# WHAT IS REQUIRED:
Please reproduce word for word the lines from the records below, beginning at the line that contains "Question. In the picture above, identify the camera" and stopping after the line that contains "[(74, 806)]".

Entries for location identification:
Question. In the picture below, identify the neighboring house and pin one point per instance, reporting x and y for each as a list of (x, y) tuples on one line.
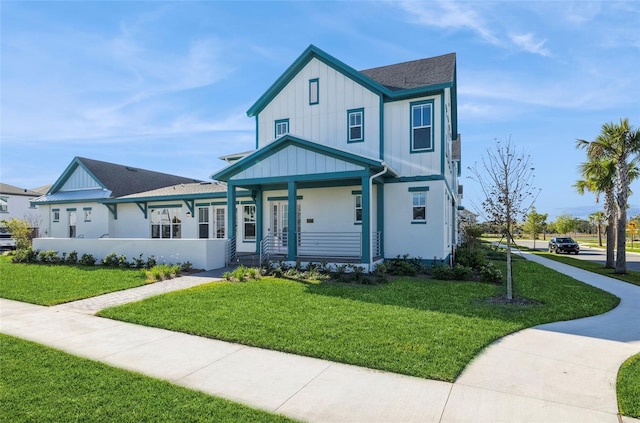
[(351, 166), (16, 203)]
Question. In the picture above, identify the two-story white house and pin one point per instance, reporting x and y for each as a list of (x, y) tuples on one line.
[(351, 166)]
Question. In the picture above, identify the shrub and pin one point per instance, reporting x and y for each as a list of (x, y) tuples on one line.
[(87, 260)]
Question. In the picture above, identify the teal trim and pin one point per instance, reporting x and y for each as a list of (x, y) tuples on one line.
[(292, 235), (349, 113), (431, 106), (381, 129), (143, 207), (247, 162), (166, 206), (259, 220), (366, 221), (190, 207), (113, 208), (317, 90), (283, 198), (275, 127), (75, 163)]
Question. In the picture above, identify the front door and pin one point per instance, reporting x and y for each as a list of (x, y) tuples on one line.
[(279, 226)]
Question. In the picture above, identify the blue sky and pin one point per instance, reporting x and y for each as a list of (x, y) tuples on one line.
[(166, 85)]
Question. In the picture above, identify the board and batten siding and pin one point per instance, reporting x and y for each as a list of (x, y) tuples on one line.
[(293, 160), (326, 122), (397, 139)]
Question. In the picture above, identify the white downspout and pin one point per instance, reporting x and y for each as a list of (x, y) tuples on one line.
[(382, 172)]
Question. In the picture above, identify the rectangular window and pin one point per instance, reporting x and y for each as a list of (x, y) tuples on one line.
[(421, 127), (249, 222), (220, 223), (355, 119), (166, 223), (419, 206), (203, 222), (314, 91), (358, 208), (282, 127)]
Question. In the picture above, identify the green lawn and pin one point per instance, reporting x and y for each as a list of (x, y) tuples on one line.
[(631, 276), (55, 284), (424, 328), (39, 384), (628, 387)]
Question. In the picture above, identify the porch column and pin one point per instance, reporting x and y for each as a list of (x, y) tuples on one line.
[(231, 211), (259, 220), (366, 221), (292, 233)]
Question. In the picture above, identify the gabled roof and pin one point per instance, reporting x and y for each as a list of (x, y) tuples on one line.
[(289, 140), (120, 179), (13, 190), (416, 73), (403, 80)]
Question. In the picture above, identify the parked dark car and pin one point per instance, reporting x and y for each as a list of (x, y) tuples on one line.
[(563, 245)]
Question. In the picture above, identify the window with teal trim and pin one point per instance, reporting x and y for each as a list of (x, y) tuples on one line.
[(355, 123), (419, 206), (314, 91), (422, 126), (281, 127)]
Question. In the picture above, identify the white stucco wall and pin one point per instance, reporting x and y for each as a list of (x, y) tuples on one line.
[(202, 253), (418, 240), (325, 122)]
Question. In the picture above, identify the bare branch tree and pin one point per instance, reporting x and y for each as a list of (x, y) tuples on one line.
[(506, 178)]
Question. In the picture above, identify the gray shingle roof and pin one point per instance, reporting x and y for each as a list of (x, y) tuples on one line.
[(416, 73), (125, 180), (13, 190)]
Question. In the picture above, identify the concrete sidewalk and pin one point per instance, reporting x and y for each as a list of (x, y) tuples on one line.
[(560, 372)]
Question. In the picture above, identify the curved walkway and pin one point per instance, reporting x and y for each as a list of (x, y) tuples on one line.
[(560, 372)]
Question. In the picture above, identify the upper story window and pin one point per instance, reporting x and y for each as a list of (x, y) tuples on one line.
[(314, 91), (422, 126), (355, 119), (282, 127)]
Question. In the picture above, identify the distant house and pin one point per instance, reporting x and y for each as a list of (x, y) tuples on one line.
[(16, 203), (349, 167)]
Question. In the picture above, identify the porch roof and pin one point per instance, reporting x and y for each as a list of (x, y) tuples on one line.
[(343, 163)]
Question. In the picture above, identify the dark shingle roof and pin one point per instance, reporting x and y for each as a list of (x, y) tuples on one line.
[(13, 190), (124, 180), (416, 73)]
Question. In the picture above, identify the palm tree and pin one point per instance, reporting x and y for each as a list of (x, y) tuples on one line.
[(598, 218), (619, 143), (598, 176)]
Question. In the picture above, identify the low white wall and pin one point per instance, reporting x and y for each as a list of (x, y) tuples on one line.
[(202, 253)]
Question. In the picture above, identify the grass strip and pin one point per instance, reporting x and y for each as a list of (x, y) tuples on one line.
[(419, 327), (54, 284), (628, 387), (40, 384), (631, 276)]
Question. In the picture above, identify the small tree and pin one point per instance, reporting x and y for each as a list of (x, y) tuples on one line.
[(20, 231), (535, 224), (565, 223), (506, 179)]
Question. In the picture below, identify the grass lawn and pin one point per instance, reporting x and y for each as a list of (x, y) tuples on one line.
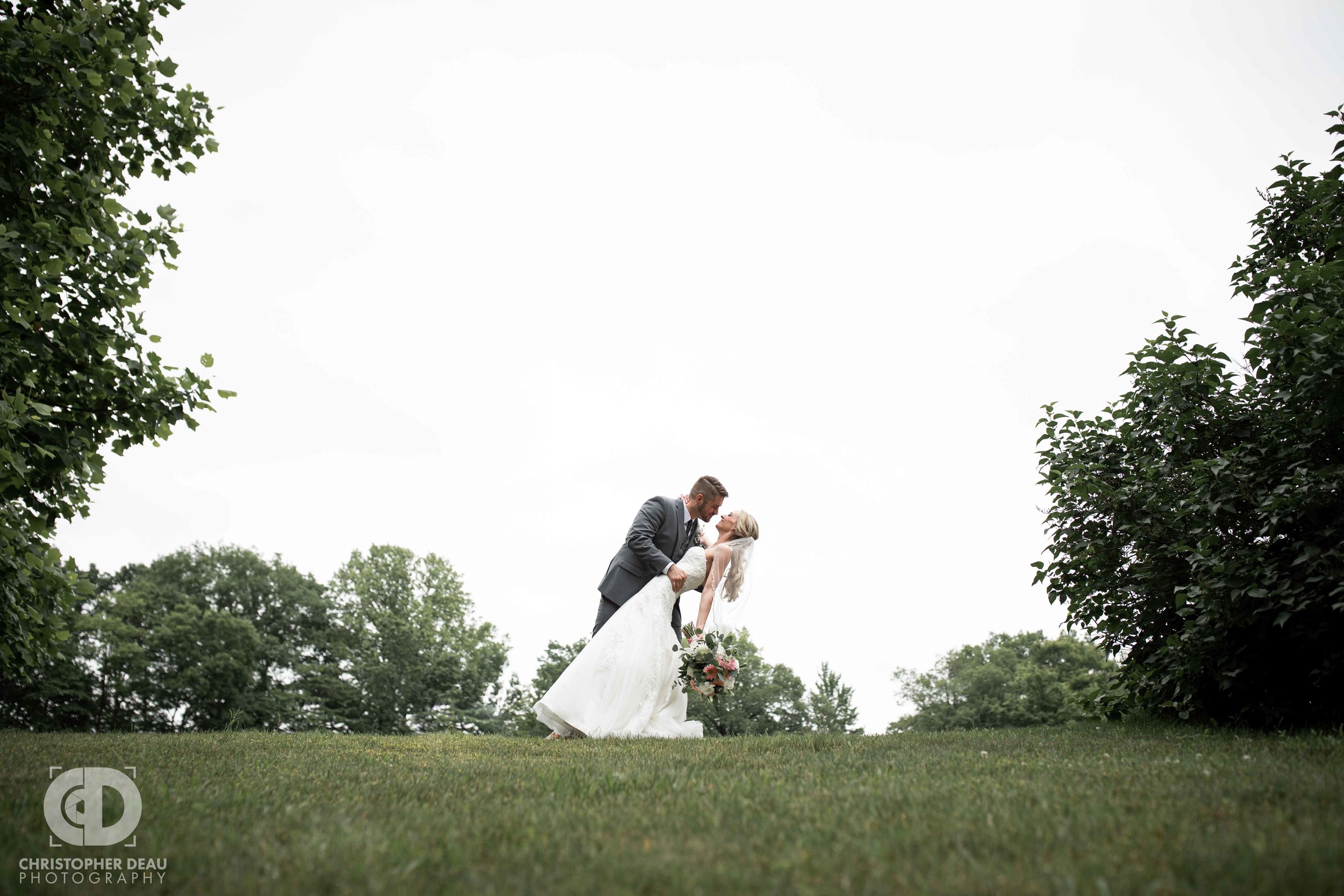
[(1138, 808)]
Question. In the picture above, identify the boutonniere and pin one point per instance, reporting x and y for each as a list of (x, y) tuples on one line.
[(699, 535)]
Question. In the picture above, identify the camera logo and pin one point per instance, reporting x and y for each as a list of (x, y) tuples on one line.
[(74, 806)]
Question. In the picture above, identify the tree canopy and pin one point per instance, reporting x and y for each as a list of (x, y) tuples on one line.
[(87, 106), (1197, 524), (1007, 682)]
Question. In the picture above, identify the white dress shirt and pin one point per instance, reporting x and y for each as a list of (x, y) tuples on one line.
[(686, 518)]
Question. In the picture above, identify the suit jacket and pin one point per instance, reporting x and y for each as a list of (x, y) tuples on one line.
[(656, 537)]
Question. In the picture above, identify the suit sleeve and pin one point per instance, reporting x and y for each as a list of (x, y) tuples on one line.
[(640, 537)]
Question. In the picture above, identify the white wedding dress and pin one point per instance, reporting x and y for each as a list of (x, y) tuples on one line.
[(621, 684)]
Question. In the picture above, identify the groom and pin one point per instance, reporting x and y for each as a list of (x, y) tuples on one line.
[(663, 531)]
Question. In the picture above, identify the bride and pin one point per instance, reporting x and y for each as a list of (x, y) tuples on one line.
[(623, 682)]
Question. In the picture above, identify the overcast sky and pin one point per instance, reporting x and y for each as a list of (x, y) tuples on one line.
[(487, 276)]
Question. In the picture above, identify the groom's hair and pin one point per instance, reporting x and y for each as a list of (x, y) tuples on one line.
[(709, 486)]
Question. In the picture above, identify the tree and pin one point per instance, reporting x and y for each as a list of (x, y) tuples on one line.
[(831, 706), (1011, 680), (58, 693), (197, 640), (85, 109), (1197, 524), (416, 657), (515, 712), (765, 700)]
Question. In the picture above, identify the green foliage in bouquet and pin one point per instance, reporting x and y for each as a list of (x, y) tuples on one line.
[(767, 699), (709, 666), (85, 109), (1197, 524)]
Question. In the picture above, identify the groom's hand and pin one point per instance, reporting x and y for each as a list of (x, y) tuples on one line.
[(678, 577)]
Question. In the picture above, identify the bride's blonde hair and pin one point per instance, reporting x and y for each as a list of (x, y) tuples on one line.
[(746, 528)]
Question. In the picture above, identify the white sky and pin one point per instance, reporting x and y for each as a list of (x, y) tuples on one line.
[(490, 275)]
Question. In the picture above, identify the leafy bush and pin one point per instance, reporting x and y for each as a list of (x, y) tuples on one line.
[(1197, 523), (1009, 682)]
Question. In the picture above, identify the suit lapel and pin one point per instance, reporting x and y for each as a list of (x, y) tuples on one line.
[(681, 523)]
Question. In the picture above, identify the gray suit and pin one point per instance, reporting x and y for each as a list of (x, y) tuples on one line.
[(656, 537)]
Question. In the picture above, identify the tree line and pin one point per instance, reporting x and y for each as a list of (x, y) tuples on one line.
[(221, 637)]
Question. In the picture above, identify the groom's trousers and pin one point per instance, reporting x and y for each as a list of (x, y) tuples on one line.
[(605, 610)]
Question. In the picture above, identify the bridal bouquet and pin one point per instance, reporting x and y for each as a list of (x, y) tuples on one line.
[(707, 661)]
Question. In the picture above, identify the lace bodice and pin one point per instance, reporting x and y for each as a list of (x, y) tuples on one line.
[(695, 569)]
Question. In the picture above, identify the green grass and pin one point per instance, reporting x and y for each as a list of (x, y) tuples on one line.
[(1119, 809)]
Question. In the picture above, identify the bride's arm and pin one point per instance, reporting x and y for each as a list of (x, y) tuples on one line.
[(711, 583)]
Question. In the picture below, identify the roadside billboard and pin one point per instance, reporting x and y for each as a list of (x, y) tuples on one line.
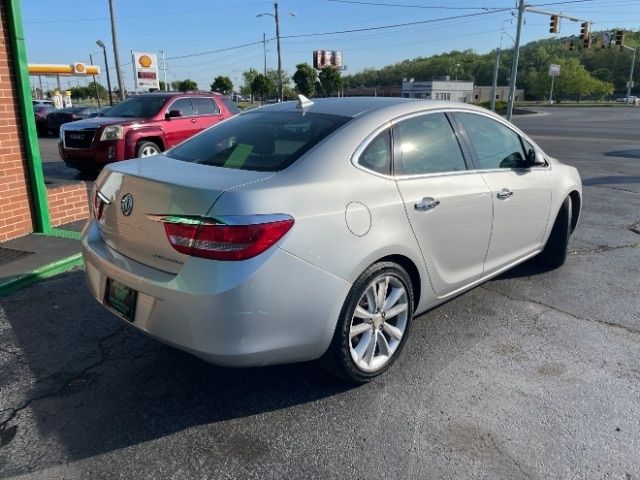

# CORRECT OUTPUT:
Question. In the picture above, identify the camera logo and pin one point per instance, reporting x and y for each as a list of (x, y) tuples on one line.
[(74, 806)]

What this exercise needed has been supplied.